▸ **YOUR INSTRUCTIONS**: Report each line of the data that includes the word "tank".

▸ **DATA UNDER STUDY**:

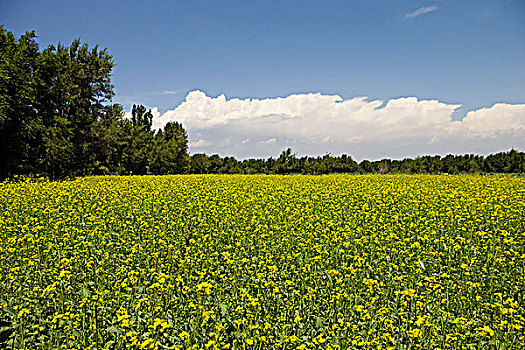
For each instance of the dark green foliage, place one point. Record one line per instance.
(55, 119)
(288, 163)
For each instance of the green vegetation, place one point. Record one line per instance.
(263, 262)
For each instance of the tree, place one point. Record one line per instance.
(18, 122)
(171, 150)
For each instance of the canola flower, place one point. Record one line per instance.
(263, 262)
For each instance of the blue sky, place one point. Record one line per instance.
(458, 52)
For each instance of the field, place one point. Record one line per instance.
(264, 262)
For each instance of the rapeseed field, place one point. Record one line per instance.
(263, 262)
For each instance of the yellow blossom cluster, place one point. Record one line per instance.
(263, 262)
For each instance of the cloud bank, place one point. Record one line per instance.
(421, 11)
(315, 124)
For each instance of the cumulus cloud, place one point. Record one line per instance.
(200, 143)
(271, 141)
(421, 11)
(316, 123)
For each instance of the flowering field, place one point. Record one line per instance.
(264, 262)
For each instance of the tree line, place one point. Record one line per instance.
(288, 163)
(57, 120)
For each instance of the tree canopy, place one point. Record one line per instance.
(57, 120)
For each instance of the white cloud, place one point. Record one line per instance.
(421, 11)
(317, 123)
(271, 141)
(200, 143)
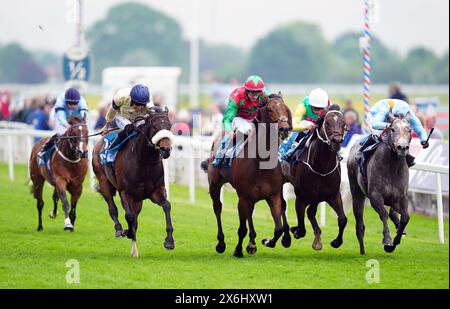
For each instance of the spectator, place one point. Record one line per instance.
(4, 105)
(40, 118)
(101, 119)
(353, 125)
(396, 93)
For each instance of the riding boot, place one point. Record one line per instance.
(47, 145)
(121, 136)
(410, 160)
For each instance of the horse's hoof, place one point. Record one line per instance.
(238, 254)
(52, 215)
(389, 248)
(268, 243)
(120, 233)
(220, 247)
(169, 245)
(251, 249)
(286, 241)
(317, 245)
(336, 243)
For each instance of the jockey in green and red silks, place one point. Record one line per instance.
(242, 105)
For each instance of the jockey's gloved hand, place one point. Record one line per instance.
(129, 128)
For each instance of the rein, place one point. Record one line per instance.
(327, 141)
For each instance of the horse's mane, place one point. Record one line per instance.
(75, 120)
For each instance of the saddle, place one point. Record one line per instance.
(108, 156)
(368, 146)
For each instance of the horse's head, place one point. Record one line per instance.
(332, 128)
(78, 133)
(158, 124)
(399, 134)
(274, 110)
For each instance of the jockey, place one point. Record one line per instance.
(308, 112)
(378, 115)
(242, 106)
(68, 104)
(127, 105)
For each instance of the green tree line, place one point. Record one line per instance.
(134, 34)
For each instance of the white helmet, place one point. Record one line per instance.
(318, 98)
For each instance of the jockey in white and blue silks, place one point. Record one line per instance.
(377, 119)
(68, 104)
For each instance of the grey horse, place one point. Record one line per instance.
(387, 181)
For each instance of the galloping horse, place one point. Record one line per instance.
(68, 167)
(138, 174)
(387, 181)
(317, 177)
(252, 182)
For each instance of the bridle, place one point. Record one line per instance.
(148, 124)
(72, 147)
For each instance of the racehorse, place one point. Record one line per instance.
(317, 177)
(387, 181)
(68, 168)
(252, 182)
(138, 174)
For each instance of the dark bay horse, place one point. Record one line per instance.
(317, 177)
(252, 181)
(68, 169)
(387, 181)
(138, 174)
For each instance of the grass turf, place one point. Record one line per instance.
(29, 259)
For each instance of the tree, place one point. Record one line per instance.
(134, 29)
(295, 53)
(18, 66)
(386, 65)
(421, 63)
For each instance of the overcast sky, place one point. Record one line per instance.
(403, 23)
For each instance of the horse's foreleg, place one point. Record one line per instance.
(106, 191)
(38, 185)
(214, 192)
(160, 198)
(404, 219)
(131, 217)
(300, 208)
(286, 240)
(336, 204)
(243, 208)
(311, 211)
(55, 198)
(378, 204)
(276, 210)
(61, 186)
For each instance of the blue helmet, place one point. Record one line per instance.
(72, 95)
(140, 94)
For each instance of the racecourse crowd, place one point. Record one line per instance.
(39, 112)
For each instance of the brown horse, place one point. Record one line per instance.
(251, 180)
(317, 177)
(138, 174)
(68, 166)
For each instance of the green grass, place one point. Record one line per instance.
(29, 259)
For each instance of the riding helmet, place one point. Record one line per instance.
(140, 94)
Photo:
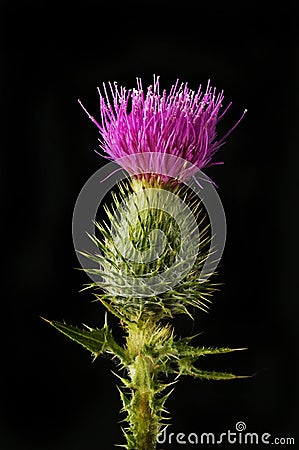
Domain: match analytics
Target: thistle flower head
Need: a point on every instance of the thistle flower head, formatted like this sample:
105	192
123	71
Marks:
139	129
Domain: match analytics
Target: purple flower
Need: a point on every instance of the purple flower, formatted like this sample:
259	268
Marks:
141	130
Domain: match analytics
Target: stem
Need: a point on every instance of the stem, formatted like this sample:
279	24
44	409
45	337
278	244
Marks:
144	420
144	409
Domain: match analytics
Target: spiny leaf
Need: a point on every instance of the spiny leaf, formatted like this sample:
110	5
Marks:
94	340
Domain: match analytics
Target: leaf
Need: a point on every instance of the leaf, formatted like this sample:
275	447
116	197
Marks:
94	340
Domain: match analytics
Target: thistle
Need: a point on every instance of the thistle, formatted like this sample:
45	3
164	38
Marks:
153	245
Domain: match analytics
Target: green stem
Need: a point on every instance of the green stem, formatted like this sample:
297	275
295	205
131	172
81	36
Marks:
144	413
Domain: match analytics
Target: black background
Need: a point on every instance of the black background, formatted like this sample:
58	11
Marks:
52	396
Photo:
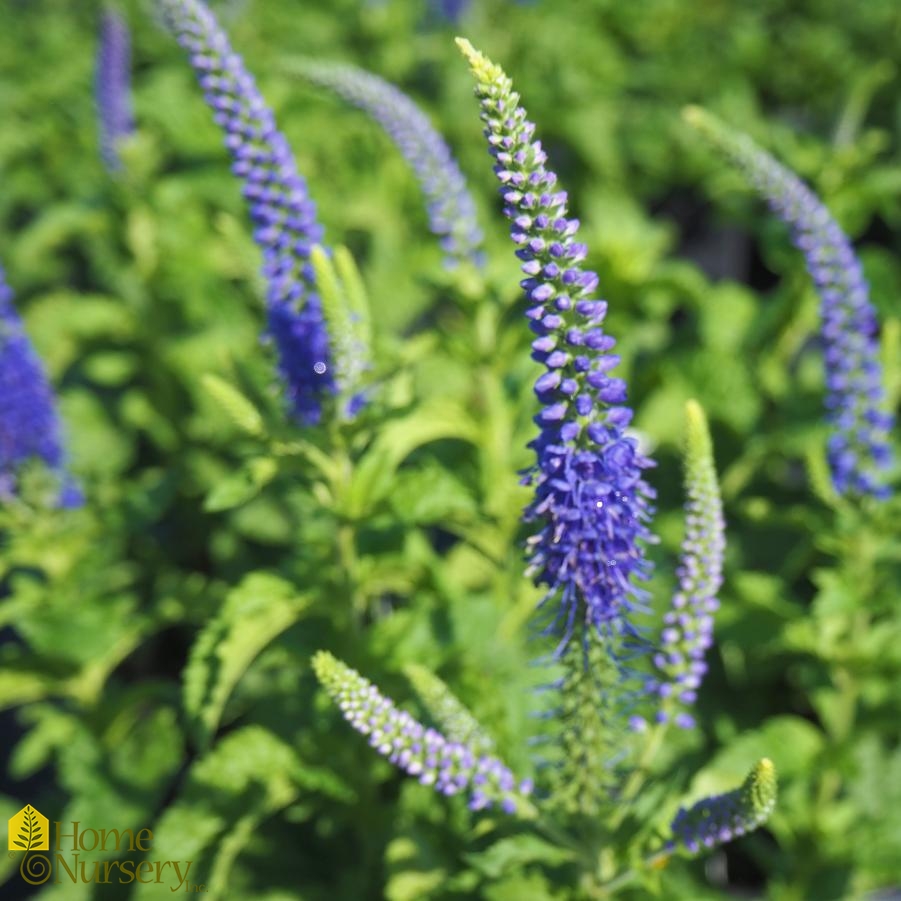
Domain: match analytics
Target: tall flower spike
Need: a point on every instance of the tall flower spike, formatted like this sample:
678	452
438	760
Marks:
858	449
447	711
688	626
451	210
113	87
345	309
29	425
591	503
721	818
450	766
283	214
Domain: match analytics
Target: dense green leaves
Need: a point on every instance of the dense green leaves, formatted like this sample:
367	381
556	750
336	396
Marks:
155	647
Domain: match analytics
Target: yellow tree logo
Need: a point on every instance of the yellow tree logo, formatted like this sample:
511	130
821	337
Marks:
29	830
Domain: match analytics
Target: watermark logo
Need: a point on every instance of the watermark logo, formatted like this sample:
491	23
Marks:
29	830
73	850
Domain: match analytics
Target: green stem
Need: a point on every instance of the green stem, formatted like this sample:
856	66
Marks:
638	776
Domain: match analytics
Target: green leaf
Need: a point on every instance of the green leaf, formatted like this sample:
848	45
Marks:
373	476
253	615
512	853
235	405
242	486
19	687
248	776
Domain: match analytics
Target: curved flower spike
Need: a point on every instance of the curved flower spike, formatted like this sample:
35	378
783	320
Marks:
591	503
448	711
283	214
451	209
29	424
688	631
450	766
858	449
113	87
721	818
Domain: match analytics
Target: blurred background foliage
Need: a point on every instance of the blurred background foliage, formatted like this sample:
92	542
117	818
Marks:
154	647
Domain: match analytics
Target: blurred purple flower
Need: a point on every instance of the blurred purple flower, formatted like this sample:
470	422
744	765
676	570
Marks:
450	767
451	210
113	87
858	449
284	217
29	424
688	626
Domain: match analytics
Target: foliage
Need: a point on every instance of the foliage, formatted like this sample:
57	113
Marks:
156	644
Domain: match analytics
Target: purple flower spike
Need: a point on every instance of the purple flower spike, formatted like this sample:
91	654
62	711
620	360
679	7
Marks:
29	425
450	767
688	625
451	210
722	818
284	217
858	449
591	504
113	87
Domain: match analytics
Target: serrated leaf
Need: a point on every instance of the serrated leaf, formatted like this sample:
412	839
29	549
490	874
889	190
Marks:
242	486
248	776
372	478
235	405
253	615
23	687
512	853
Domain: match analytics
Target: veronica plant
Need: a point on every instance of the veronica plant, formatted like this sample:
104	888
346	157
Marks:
450	207
858	449
688	626
284	216
113	87
29	425
590	519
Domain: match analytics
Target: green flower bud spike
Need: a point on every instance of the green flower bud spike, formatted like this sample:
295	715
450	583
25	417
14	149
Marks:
719	819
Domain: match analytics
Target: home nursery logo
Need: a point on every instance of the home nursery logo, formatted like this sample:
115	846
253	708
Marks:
29	832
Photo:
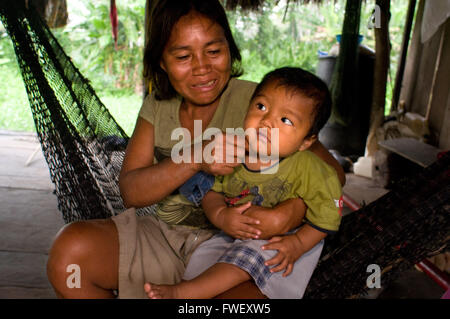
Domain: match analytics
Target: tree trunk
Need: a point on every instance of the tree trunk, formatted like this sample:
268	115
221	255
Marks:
382	54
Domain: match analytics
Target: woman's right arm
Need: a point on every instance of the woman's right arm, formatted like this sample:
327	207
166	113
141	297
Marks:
143	183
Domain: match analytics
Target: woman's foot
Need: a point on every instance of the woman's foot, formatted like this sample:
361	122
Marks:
161	291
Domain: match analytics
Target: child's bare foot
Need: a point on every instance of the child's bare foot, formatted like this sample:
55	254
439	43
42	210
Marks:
161	291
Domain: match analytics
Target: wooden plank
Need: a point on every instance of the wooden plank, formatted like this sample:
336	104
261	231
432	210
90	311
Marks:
412	149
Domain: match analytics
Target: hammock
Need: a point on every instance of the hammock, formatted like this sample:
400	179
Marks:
84	148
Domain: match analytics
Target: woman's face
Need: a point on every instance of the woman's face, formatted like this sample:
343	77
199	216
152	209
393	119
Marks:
197	59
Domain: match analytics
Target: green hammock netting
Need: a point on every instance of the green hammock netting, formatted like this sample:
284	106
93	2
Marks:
84	147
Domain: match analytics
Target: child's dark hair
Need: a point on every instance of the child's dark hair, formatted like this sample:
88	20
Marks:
307	84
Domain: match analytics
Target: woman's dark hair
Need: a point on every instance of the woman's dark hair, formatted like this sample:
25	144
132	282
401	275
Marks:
164	16
305	83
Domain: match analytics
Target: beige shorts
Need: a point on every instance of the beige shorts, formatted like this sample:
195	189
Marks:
152	251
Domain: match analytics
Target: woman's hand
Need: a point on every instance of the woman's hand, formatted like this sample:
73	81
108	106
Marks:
232	221
289	250
282	218
222	154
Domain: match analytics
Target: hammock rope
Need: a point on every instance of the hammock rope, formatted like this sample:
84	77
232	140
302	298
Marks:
84	148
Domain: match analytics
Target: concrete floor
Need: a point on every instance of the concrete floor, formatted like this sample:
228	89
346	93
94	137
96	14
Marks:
29	219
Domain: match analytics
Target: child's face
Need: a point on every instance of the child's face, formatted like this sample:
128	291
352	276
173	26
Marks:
278	107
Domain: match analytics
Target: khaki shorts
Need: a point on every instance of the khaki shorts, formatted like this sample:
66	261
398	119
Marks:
152	251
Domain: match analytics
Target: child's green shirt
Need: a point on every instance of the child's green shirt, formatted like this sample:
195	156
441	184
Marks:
302	174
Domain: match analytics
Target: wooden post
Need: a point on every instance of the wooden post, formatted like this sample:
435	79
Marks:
382	54
343	82
403	54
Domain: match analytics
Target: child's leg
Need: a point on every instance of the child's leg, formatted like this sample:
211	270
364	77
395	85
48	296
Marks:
217	279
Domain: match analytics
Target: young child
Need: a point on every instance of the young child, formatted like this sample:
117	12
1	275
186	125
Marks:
298	104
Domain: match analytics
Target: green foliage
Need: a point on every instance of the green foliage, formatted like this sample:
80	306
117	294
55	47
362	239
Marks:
90	43
268	39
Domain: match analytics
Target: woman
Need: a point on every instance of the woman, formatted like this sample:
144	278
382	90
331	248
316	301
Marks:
192	60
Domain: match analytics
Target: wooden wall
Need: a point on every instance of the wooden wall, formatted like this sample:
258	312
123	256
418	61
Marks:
426	83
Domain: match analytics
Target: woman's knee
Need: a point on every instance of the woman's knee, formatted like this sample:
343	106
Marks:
82	245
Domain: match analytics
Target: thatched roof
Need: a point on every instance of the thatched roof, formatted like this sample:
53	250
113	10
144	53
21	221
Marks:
257	4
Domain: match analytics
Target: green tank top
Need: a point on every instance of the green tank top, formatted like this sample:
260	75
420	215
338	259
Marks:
164	115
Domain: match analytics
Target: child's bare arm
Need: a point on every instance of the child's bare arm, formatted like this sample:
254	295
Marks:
229	219
292	247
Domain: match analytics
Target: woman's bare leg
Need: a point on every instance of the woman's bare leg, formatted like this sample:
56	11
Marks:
217	279
91	245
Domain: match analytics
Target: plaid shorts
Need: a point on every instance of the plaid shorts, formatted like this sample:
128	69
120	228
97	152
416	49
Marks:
248	255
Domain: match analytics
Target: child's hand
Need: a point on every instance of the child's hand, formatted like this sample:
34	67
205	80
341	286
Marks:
289	250
234	223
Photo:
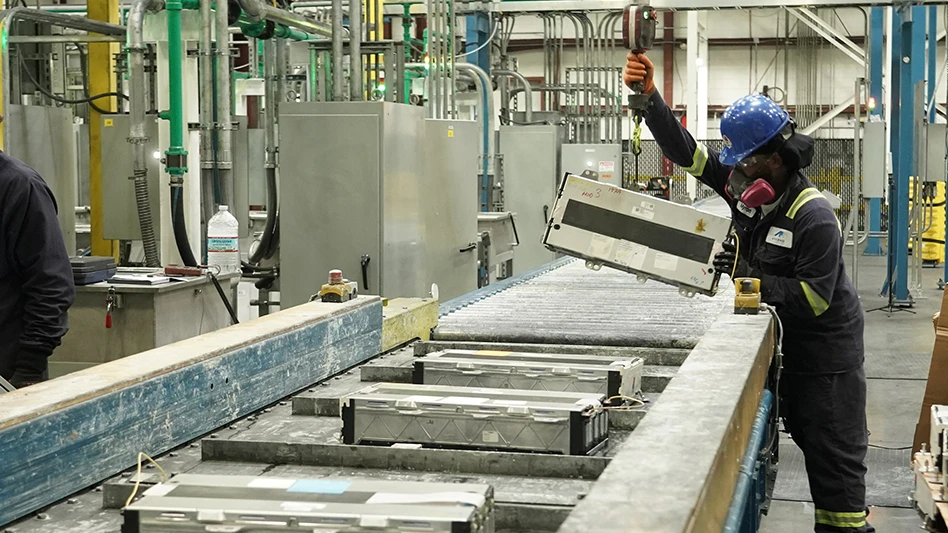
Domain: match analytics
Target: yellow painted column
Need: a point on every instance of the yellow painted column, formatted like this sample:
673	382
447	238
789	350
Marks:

▸ **THE COMPLETED TASK**:
Target: green tank top
Need: a point on every instance of the green tank top, formatted like this sample:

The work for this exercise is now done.